__Material for this exercise__
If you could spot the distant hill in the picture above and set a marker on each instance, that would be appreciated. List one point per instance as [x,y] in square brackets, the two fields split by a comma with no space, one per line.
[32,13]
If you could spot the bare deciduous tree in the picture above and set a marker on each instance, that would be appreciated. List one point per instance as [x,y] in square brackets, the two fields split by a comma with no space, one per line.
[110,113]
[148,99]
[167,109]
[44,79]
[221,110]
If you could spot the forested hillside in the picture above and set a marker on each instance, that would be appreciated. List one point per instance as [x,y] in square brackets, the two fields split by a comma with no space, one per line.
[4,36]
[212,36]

__Exercise brief__
Update the entries starting at the line containing "If you could spot the forested" and ending at the end of the entries, swapping "forested hillside" for "wooded hillside" and leaving everything else as it is.

__Expected output__
If you could spot the wooded hillside in the picture above and set a marker on each instance, that would be appreciated. List one point per instance as [x,y] in square brackets, the two fields split by a comma with no space, one per line.
[4,36]
[212,36]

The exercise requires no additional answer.